Please swap "dark shoe" for "black shoe" in all the records below and write them out again with everything else unchanged. Leave the pictures out of your answer.

===== DATA SHOWN =====

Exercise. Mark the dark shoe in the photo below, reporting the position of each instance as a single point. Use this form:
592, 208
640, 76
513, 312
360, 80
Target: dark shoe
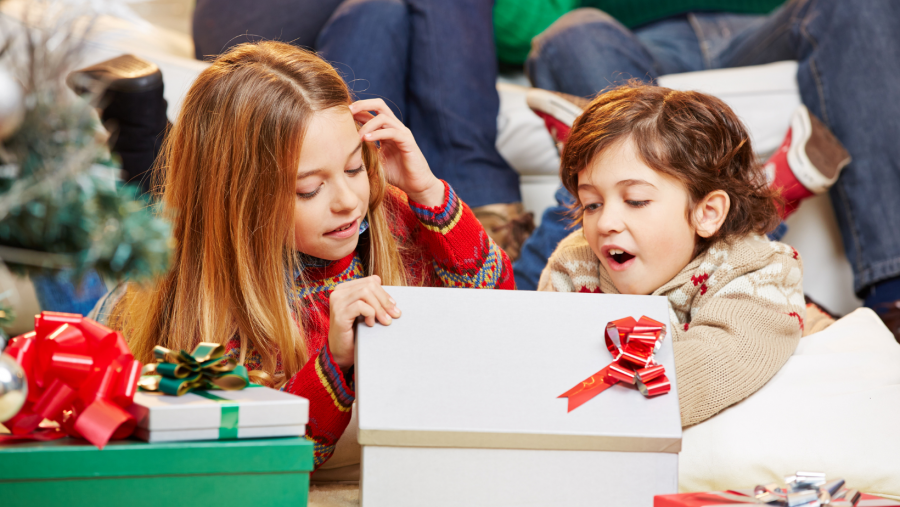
129, 91
507, 224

=====

*THE RESULT:*
Exercise. Mark the black shoe in the photo below, reporting the position of each instance as a single point. Use this form:
592, 208
640, 76
513, 312
360, 80
Target: black shoe
129, 91
507, 224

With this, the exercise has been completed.